Return, word for word, every line that follows.
### SUPPLIED RECORDS ###
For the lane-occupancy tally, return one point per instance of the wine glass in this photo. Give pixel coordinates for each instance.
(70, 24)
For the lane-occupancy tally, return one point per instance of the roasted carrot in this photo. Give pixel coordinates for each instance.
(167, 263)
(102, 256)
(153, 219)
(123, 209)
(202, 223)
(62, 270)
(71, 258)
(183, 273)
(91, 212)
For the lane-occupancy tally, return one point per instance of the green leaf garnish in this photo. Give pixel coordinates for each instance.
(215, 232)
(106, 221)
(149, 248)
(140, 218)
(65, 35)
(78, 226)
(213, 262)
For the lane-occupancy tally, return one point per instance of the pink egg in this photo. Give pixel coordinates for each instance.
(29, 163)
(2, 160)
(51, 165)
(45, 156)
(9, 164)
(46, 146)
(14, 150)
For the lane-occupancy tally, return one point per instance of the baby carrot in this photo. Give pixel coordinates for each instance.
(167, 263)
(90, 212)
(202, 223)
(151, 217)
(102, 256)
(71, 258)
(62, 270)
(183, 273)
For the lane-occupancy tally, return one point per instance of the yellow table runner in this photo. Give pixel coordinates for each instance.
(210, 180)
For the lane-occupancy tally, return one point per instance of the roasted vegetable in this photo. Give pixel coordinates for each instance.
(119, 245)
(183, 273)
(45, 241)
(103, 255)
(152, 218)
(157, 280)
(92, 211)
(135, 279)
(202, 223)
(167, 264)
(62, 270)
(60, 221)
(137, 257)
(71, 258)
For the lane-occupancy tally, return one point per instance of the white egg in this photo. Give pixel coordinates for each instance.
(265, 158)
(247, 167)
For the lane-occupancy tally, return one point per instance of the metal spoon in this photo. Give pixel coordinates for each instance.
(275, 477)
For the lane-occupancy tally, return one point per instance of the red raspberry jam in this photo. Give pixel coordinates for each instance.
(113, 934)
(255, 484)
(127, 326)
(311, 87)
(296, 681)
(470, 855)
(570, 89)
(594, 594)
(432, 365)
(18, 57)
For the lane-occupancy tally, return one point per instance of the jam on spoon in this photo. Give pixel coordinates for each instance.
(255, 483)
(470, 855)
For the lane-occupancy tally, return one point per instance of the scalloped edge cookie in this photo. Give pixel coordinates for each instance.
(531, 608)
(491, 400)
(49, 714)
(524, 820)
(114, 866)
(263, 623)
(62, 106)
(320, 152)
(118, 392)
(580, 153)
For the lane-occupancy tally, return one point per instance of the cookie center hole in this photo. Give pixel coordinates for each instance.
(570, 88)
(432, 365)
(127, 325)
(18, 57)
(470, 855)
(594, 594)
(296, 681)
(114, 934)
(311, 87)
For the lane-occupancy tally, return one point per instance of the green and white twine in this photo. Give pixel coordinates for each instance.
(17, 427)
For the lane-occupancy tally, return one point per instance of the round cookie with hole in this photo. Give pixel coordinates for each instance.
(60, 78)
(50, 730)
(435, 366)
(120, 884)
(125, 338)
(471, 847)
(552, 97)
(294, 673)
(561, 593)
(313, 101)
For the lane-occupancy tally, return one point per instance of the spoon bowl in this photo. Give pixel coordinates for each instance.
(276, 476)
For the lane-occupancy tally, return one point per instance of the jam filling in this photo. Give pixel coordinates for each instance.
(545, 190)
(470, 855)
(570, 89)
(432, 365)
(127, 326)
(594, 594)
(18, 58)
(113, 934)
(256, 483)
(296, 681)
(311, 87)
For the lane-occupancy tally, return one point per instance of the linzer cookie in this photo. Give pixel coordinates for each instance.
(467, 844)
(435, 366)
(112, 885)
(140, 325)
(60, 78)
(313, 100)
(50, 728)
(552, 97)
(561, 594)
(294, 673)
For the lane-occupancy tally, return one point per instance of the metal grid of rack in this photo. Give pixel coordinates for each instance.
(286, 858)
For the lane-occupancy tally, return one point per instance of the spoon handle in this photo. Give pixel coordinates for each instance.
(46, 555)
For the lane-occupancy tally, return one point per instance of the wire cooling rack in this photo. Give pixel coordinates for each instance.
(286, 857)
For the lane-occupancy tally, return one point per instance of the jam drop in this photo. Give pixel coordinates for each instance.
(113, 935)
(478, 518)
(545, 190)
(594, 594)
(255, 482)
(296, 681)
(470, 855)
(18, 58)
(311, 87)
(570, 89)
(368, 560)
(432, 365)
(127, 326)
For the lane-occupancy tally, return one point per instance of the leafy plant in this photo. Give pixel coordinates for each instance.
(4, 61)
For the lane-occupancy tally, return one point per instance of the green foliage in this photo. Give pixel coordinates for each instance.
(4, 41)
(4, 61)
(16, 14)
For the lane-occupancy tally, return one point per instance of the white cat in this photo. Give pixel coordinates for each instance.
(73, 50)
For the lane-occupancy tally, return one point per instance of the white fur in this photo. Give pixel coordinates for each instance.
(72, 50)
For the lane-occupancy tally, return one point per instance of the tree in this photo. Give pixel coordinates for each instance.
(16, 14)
###
RESPONSE TO THE EXERCISE>
For the lane-occupancy tally, return one point per instance of the wine glass in this photo. Give pixel coordinates for each instance.
(70, 24)
For the lane-occupancy tally, return one point per instance of the roasted carrot in this photo. Give pixel coordinates for each instance.
(167, 263)
(102, 256)
(153, 219)
(123, 209)
(202, 223)
(62, 270)
(71, 258)
(183, 273)
(91, 212)
For the lane-occupancy tally, return one point per instance of the green leaf garnish in this photo. Give pixel coordinates for each instance.
(215, 232)
(106, 221)
(149, 248)
(140, 218)
(65, 35)
(78, 226)
(213, 262)
For the lane-occupancy tally, return one point per instance of the pink egg in this photo. Give pixel coordinates for each instance.
(29, 163)
(2, 160)
(51, 165)
(45, 156)
(9, 164)
(46, 146)
(14, 150)
For the lane-occupancy tally, return one point per instance of the baby carrot in this photo. Give pixel coordinates for each instance.
(167, 263)
(90, 212)
(202, 223)
(151, 217)
(102, 256)
(71, 258)
(62, 270)
(183, 273)
For the lane-occupancy tally, return one point per instance of the yellow table runner in this photo. Give pixel coordinates for each instance.
(210, 180)
For the lane-occupancy tally, return one point per instance of the roasted vegetable in this photo. Give pixel coordinates for each instance.
(119, 245)
(183, 273)
(45, 241)
(103, 255)
(152, 218)
(157, 280)
(92, 211)
(135, 279)
(202, 223)
(167, 264)
(62, 270)
(60, 221)
(137, 257)
(71, 258)
For the lane-occupancy tally, return one point per instance of the white egg in this photo. Give pixel coordinates for each instance.
(265, 158)
(247, 167)
For the lane-occupancy tally, return one point per instance of the metal spoon in this photo. Give pixel coordinates for each instance.
(275, 477)
For the lane-occupancy tally, return one point per instance of the red raspberry jam in this photo. Give pixel coordinates for each instance.
(113, 934)
(255, 484)
(127, 326)
(311, 87)
(296, 681)
(470, 855)
(570, 89)
(594, 594)
(432, 365)
(18, 57)
For the lane-occupancy tally, return one point per instance of the jam on spoon in this photo. Give pixel coordinates for each instance.
(255, 483)
(470, 855)
For the lane-occupancy tally, return one point per instance of the scalloped edge cookie in this photo. Give pixel coordinates for each instance.
(531, 608)
(491, 400)
(49, 714)
(524, 820)
(114, 866)
(263, 623)
(62, 106)
(320, 152)
(118, 392)
(580, 153)
For the lane-occupancy tally, return one point per instance of the cookie center hole in this photo. Give pixel coordinates for each instance.
(570, 88)
(432, 365)
(127, 325)
(18, 57)
(470, 855)
(594, 594)
(296, 681)
(114, 934)
(311, 87)
For the lane-occupancy tally, return one point per instance of the green and white twine in this photo. Give pixel coordinates for each instance.
(17, 427)
For the lane-occupancy tally, return one point per instance of the round cookie with hole in this photo. Give pixel coordinates for each instance.
(60, 78)
(50, 730)
(435, 366)
(120, 884)
(125, 338)
(471, 847)
(552, 97)
(294, 673)
(561, 593)
(313, 101)
For the lane-occupancy tally, return one point per instance of the spoon bowl in this photo. Give pixel coordinates for each instance.
(276, 476)
For the lane-occupancy tally, return one point per instance of the jam filling in this photo. Give pixel coordinates for each instance.
(545, 190)
(470, 855)
(570, 89)
(432, 365)
(127, 326)
(594, 594)
(18, 58)
(113, 934)
(256, 483)
(296, 681)
(311, 87)
For the lane-occupancy tally, return one point per instance of the linzer cookie in this photo. Give pixel coordinates for each instance.
(467, 844)
(435, 366)
(112, 885)
(140, 325)
(60, 78)
(313, 100)
(50, 728)
(552, 97)
(561, 594)
(294, 673)
For the lane-occupancy tally, return one point per instance of the metal grid of rack in this photo. Give pixel coordinates for each instance.
(286, 858)
For the lane-occupancy tally, return one point per instance of the spoon handle in this photo. Give pixel coordinates for each instance.
(46, 555)
For the lane-occupancy tally, return one point per instance of the wire cooling rack in this photo. Give pixel coordinates for each instance.
(286, 857)
For the lane-occupancy tally, return one point per instance of the jam drop in this photo. Give pixel coordinates for each instance.
(113, 935)
(478, 518)
(545, 190)
(594, 594)
(255, 482)
(296, 681)
(470, 855)
(18, 58)
(311, 87)
(570, 89)
(368, 560)
(432, 365)
(127, 326)
For the lane-occupancy tally, return one point per instance of the leafy plant in this photo. Give pixel coordinates for each instance.
(4, 61)
For the lane-occupancy tally, return one point per instance of the green foliage in this photo. Give pixel coordinates for each instance.
(4, 41)
(4, 61)
(16, 14)
For the lane-occupancy tally, return one point per instance of the white cat in this photo. Give pixel coordinates for each instance.
(73, 50)
For the lane-occupancy tally, return one point per instance of the white fur in this photo. Give pixel coordinates for each instance.
(72, 50)
For the lane-occupancy tally, return one point per instance of the tree in this photo. Give pixel coordinates for each instance.
(16, 14)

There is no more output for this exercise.